Copy every line again, from the line that contains "For every instance of the white and" up to and including the last line of the items, with the requests included, and raise each number in the answer coordinates by 109 while leaving the requests and their sample coordinates unchanged.

════════

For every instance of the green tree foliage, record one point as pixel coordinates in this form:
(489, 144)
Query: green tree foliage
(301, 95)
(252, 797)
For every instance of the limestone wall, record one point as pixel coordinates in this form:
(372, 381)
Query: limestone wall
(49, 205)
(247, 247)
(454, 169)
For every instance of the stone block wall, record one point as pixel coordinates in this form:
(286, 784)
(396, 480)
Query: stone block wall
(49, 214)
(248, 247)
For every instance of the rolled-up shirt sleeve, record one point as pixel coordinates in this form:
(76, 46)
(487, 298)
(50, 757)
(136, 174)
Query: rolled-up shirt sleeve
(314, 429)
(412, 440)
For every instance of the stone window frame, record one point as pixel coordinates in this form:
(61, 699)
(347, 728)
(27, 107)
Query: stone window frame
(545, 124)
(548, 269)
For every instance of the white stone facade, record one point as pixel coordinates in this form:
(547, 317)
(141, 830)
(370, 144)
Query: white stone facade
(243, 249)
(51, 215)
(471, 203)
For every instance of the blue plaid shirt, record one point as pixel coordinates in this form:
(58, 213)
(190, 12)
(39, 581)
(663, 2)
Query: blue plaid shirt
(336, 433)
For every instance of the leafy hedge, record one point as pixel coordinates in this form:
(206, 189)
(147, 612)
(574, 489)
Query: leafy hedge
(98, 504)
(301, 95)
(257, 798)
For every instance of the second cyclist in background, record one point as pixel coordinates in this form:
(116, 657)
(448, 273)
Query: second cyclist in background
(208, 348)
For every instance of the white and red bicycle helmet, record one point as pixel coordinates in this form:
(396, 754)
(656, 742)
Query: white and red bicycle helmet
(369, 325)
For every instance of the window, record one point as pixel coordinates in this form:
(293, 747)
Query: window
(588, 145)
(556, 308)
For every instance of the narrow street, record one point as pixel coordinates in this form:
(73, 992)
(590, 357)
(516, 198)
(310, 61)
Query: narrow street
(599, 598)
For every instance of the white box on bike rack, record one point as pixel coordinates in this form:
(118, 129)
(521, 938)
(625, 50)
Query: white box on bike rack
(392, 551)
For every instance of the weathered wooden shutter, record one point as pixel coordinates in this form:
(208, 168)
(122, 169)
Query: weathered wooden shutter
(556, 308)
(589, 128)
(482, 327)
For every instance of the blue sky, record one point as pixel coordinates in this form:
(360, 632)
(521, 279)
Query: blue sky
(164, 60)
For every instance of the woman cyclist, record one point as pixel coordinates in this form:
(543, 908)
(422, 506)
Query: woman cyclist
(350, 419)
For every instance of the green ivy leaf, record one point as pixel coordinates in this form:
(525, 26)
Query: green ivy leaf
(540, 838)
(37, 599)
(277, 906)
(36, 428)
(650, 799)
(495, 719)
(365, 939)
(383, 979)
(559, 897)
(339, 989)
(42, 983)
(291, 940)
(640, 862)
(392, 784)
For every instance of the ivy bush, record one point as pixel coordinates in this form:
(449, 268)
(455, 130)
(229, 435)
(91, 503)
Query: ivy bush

════════

Exercise result -
For every instance of the white and red bicycle helmet, record one point as pixel coordinates in this form:
(396, 754)
(656, 742)
Query: white and red bicycle helmet
(478, 434)
For every instance of the window, record one point as pixel coordinates in this form:
(293, 747)
Query: window
(697, 254)
(665, 417)
For every instance of the narrow street, record one point as pixel coordinates in this form:
(73, 992)
(590, 357)
(516, 198)
(310, 61)
Query: narrow street
(708, 707)
For every instance of the white box on bike rack, record one point as pixel coordinates in this form:
(118, 129)
(521, 938)
(625, 50)
Query: white box on bike rack
(501, 660)
For every instance of the weathered wooden shutter, record one point as pixel coordinates in this form:
(208, 168)
(122, 169)
Query: weathered wooden shutter
(665, 417)
(698, 237)
(591, 436)
For every instance of the blue sky, record one point as pixel coordinates in this form:
(360, 632)
(521, 279)
Query: blue sky
(273, 169)
For every instance of the woman cyclist, record one point as pixel coordinates in this form:
(543, 908)
(422, 506)
Query: woman cyclist
(459, 528)
For every instance of the green ivy leaf, record one point as pixel coordinates in this form:
(525, 26)
Query: green ivy leaf
(649, 947)
(146, 708)
(386, 1015)
(145, 537)
(759, 908)
(604, 828)
(474, 1048)
(492, 1088)
(668, 1006)
(448, 1098)
(151, 1092)
(400, 1049)
(749, 971)
(501, 893)
For every instance of the ivy bush, record one point as pixel coordinates in this form:
(449, 268)
(455, 130)
(229, 435)
(91, 503)
Query: ivy bush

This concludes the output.